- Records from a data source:
══════════
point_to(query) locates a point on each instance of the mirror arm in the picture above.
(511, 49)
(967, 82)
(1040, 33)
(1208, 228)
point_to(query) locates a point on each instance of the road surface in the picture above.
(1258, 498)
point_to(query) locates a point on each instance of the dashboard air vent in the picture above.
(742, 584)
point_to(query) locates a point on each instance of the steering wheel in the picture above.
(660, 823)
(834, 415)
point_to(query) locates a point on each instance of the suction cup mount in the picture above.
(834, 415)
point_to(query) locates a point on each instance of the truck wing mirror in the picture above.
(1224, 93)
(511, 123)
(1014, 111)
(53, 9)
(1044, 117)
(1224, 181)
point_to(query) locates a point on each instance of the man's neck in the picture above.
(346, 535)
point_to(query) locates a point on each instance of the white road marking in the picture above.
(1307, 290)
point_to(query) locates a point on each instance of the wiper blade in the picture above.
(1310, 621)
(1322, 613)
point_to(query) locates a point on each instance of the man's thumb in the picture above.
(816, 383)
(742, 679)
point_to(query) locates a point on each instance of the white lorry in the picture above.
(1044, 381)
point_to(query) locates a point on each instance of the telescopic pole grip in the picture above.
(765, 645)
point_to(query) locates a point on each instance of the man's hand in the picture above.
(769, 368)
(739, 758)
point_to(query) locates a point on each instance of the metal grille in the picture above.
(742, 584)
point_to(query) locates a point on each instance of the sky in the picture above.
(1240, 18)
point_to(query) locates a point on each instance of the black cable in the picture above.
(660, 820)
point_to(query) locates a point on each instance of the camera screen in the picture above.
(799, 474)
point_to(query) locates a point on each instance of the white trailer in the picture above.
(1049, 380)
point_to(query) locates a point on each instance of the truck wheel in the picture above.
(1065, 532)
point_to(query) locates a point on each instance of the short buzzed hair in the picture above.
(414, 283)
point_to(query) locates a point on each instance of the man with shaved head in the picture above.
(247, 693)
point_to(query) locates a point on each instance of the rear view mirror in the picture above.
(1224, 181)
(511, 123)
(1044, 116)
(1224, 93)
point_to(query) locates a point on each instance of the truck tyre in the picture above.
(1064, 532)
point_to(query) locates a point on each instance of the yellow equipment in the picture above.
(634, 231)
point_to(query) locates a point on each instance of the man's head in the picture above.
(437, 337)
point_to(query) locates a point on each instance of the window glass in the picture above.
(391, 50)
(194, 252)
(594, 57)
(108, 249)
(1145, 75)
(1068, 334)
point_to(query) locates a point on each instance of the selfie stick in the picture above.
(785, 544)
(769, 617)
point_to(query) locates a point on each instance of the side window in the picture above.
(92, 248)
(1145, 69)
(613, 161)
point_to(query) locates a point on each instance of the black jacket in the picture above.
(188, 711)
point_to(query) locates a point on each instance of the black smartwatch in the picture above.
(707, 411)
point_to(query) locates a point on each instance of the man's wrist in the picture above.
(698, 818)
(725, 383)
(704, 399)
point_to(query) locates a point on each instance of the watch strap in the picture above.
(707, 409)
══════════
- INSTRUCTIONS TO FOLLOW: Whatever appears in the data above is to be set down exactly.

- ANSWER SECTION:
point_to(query) locates a point on each instance of the mirror arm in the picture above.
(511, 49)
(967, 82)
(1040, 33)
(1208, 228)
point_to(query) locates a point on each instance of the road surface in the picture above.
(1258, 498)
point_to(query) locates a point on each instance of the dashboard air vent in the picture above.
(742, 584)
point_to(query) locates a point on each instance of the steering wheel in the picture above.
(660, 823)
(834, 415)
point_to(query) locates a point on each instance of the suction cup mount in the picture above.
(834, 415)
point_to(query) locates a point on each instance of the truck wing mirror in the picture above.
(1224, 93)
(511, 123)
(1014, 111)
(53, 9)
(1044, 117)
(1224, 181)
point_to(query) locates a point on each instance of the man's neck in the picture above.
(346, 535)
point_to(query) locates a point on each instance of the white road marking in the picture above.
(1307, 290)
point_to(query) locates a point on each instance of the wiper blade in the picture above.
(1310, 621)
(1322, 613)
point_to(query) locates a point on each instance of the man's thumb in the picture above.
(816, 383)
(742, 679)
point_to(query) locates a point on each instance of the white lorry in the picture above.
(1044, 381)
point_to(query) locates a point on each instance of the telescopic pole grip in the picture above.
(765, 645)
point_to(query) locates a point on each instance of the man's hand in the picture above.
(769, 368)
(739, 758)
point_to(query) locates a point on each instance of the metal grille in the picture above.
(742, 584)
point_to(query) locates a point on each instance of the sky in the picture above.
(1240, 18)
point_to(query) locates a point on each instance of the black cable in the picture above.
(660, 820)
point_to(query) locates a point on each instance of the camera screen in the picture above.
(799, 474)
point_to(query) locates a point on each instance of the white trailer in the picture above.
(1049, 380)
point_to(query) locates a point on each instance of the truck wheel in the picture above.
(1065, 532)
point_to(query) locates a point on each instance of the short buzzed hair in the picture above.
(414, 283)
point_to(query) locates a point on each instance of the man with shaved head in the picture above.
(247, 693)
point_to(query) locates a point on each instance of the rear view mirror in the picture above.
(1224, 181)
(511, 123)
(1044, 116)
(1224, 93)
point_to(query) locates a point on each instance of the truck tyre in the picture above.
(1064, 532)
point_to(query) locates a point on each instance of the yellow equipment in the picture above.
(634, 231)
point_to(query) locates a point on each instance of the man's head in the picture above.
(437, 337)
point_to(query) locates a point on each instance of the window glass in the picture above.
(391, 50)
(194, 252)
(594, 57)
(108, 249)
(1145, 75)
(1068, 334)
point_to(query) locates a point on each instance of the selfie stick in the picture above.
(785, 544)
(769, 617)
point_to(query) locates a point on each instance of the side window in the picture above.
(92, 248)
(1145, 69)
(613, 161)
point_to(query) locates a point on each instance of the black jacket in the picture above.
(188, 711)
point_to(query) locates a point on each instance of the black smartwatch in the picture above.
(707, 411)
point_to(query) locates a point on each instance of the man's wrist in the picture above.
(698, 818)
(725, 383)
(704, 399)
point_to(query) locates a point on each instance of the watch strap in the picture above.
(707, 409)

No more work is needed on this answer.